* Job 1
Answer these questions from the FastCuda text, marking each answer (a), (b), (c) on its own line:
(a) Which two GPUs does the library target, and with which architecture codes?
(b) Which CMake generator is used to configure the build on Linux?
(c) What precision does the HGEMM example use for its input and its output?
* Job 2
For each statement, say whether it agrees with the FastCuda text. Answer yes or no, and quote the words that decide it. Mark each answer (a), (b), (c) on its own line.
(a) The library provides eight parallel reduction variants.
(b) The library can be built only on Linux.
(c) The GEMM example runs all six GEMM kernels.
* Job 3
Continue the FastCuda text from the point where it stops.

____ Document extract

FastCuda

If you find this project useful, please give it a star.

FastCuda is an enterprise-grade CUDA operator library for handwritten kernel development, benchmarking, and profiling on modern NVIDIA GPUs. It ships six progressive GEMM implementations (from naïve to Tensor-Core HGEMM), eight parallel reduction variants, a cuBLAS comparison benchmark, and C / C++ / Python interfaces.

What You Get

Category	Content
GEMM	6 kernels: V1 Naive → V2 Shared Memory → V3 Register Blocking → V4 Double Buffer → V5 TF32 Tensor Core → V6 FP16 HGEMM
Reduce	8 kernels: V0 Baseline → V1 No Divergence → V2 No Bank Conflict → V3 Add-During-Load → V4 Unroll Last Warp → V5 Fully Unrolled → V6 Multi-Add → V7 Warp Shuffle
Interfaces	C header, C++ header, Python (pybind11) bindings
Benchmark	Built-in cuBLAS comparison, GFLOPS / bandwidth reporting
Build	CMake, Windows + Linux, shared & static libraries
Targets	RTX 4090 (`sm_89`), RTX 5060 (`sm_120`)

Quick Start

1. Configure

Windows:

cmake -S . -B build -G "Visual Studio 17 2022" -A x64

Linux:

cmake -S . -B build -G Ninja -DCMAKE_BUILD_TYPE=Release

2. Build

cmake --build build --config Release -j

3. Run

# GEMM example (runs V1–V5 with CPU reference check)
./build/Release/fastcuda_gemm_example 512 512 512

# HGEMM example (FP16 input, FP32 output)
./build/Release/fastcuda_hgemm_example 512 512 512

# Reduce example (runs V0–V7)
./build/Release/fastcuda_reduce_example 1048576

# Benchmark (GEMM vs cuBLAS + all reduce versions)
./build/Release/fastcuda_bench gemm all m=1024,n=1024,k=1024 fp32
./build/Release/fastcuda_bench gemm all m=1024,n=1024,k=1024 fp16
./build/Release/fastcuda_bench reduce all n=1048576

4. Python (optional)

cmake -S . -B build-py -DFASTCUDA_BUILD_PYTHON=ON \
	-Dpybind11_DIR="<your-python-site-packages>/pybind11/share/cmake/pybind11"
cmake --build build-py --config Release -j

import numpy as np
import os
import sys

sys.path.append("build-py/Release")
os.add_dll_directory(r"build-py/Release")

import fastcuda_python as fc

devices = fc.query_devices()
a = np.arange(64, dtype=np.float32).reshape(8, 8) / 32
b = np.arange(64, dtype=np.float32).reshape(8, 8) / 64

sgemm = fc.sgemm(int(fc.GemmAlgorithm.NaiveV1), 8, 8, 8, a, b)

________
____ Stored data

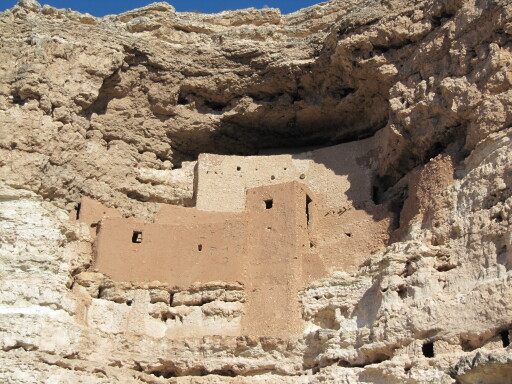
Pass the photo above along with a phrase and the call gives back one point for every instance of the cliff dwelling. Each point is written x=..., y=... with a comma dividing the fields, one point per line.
x=255, y=197
x=273, y=223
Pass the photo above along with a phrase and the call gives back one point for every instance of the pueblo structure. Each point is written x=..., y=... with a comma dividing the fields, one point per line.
x=256, y=221
x=316, y=197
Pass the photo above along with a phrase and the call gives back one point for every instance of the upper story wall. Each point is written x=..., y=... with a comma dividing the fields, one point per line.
x=341, y=175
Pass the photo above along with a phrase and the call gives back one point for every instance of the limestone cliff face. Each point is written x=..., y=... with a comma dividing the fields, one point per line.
x=118, y=108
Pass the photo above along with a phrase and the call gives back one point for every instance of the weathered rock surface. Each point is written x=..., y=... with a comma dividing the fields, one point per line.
x=112, y=107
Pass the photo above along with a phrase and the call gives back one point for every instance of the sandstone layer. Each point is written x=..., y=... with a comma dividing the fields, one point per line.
x=119, y=108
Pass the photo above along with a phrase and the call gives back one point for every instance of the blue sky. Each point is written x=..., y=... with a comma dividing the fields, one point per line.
x=105, y=7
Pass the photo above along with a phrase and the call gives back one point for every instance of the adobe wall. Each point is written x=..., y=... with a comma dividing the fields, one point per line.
x=263, y=247
x=176, y=254
x=341, y=174
x=278, y=237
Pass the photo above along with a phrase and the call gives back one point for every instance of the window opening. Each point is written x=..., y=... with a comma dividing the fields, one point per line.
x=308, y=202
x=505, y=339
x=78, y=207
x=428, y=349
x=137, y=237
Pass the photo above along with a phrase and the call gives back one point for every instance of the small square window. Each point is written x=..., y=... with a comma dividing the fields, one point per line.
x=137, y=237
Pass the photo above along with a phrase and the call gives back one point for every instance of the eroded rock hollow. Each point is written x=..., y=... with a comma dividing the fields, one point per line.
x=247, y=196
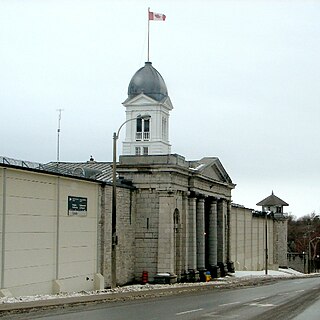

________

* Task output 1
(a) RTX 4090 (`sm_89`) and RTX 5060 (`sm_120`).
(b) Ninja.
(c) FP16 input and FP32 output.

* Task output 2
(a) Yes: "eight parallel reduction variants"
(b) No: "Windows + Linux, shared & static libraries"
(c) No: "runs V1–V5 with CPU reference check"

* Task output 3
hgemm = fc.hgemm(8, 8, 8, a.astype(np.float16), b.astype(np.float16))
reduced = fc.reduce_sum(int(fc.ReduceAlgorithm.BaselineV0), a.reshape(-1))

GEMM Implementations

Version	Strategy	Tile / Block	Precision
V1	Naïve (1 thread → 1 element)	16×16	FP32
V2	Shared-memory tiling	32×32, TK=32	FP32
V3	Register blocking + float4	BM=64, BN=64, TM=4, TN=4	FP32
V4	Double-buffered shared mem + prefetch	BM=128, BN=128, TM=8, TN=8	FP32
V5	Tensor Core (wmma, TF32)	16×16×8 fragments	TF32→FP32
V6	Tensor Core HGEMM	16×16×16 fragments	FP16→FP32

See docs/gemm_optimization.md for the full optimization walkthrough.

Reduce Implementations

Version	Key Technique
V0	Baseline interleaved (divergent)
V1	Strided index (no warp divergence)
V2	Sequential addressing (no bank conflict)
V3	Add during load (halves blocks)
V4	Unroll last warp (save barriers)
V5	Fully template-unrolled
V6	Multi-element accumulation (8× per thread)
V7	Warp shuffle (`__shfl_down_sync`)

See docs/reduce_optimization.md for the full optimization walkthrough.

Public Headers

Header	Language	Description
`fastcuda/gemm.h`	C	SGEMM / TF32 / HGEMM functions
`fastcuda/gemm.hpp`	C++	GEMM namespace API with enum class
`fastcuda/reduce.h`	C	Reduce sum functions
`fastcuda/reduce.hpp`	C++	Reduce namespace API with enum class
`fastcuda/runtime.h`	C	Device query
`fastcuda/runtime.hpp`	C++	Device query with string formatting
`fastcuda/fastcuda.h`	C	Umbrella header
`fastcuda/fastcuda.hpp`	C++	Umbrella header

Build Outputs

fastcuda.dll / libfastcuda.so — shared library
fastcuda_static — static library
fastcuda_bench — benchmark executable (links cuBLAS)
fastcuda_gemm_example — GEMM example
fastcuda_hgemm_example — HGEMM example
fastcuda_reduce_example — Reduce example
fastcuda_python — Python module (when FASTCUDA_BUILD_PYTHON=ON)

Project Structure

.
├── include/fastcuda/   # Public C/C++ headers
├── src/
│   ├── gemm/           # 6 GEMM kernel files + API dispatch
│   ├── reduce/         # 8 reduce kernel files + API dispatch
│   ├── runtime/        # Device query
│   └── common/         # Internal helpers
├── python/             # pybind11 bindings
├── examples/           # GEMM and reduce examples
├── benchmarks/         # Benchmark (cuBLAS comparison)
├── docs/               # Optimization guides (EN + CN)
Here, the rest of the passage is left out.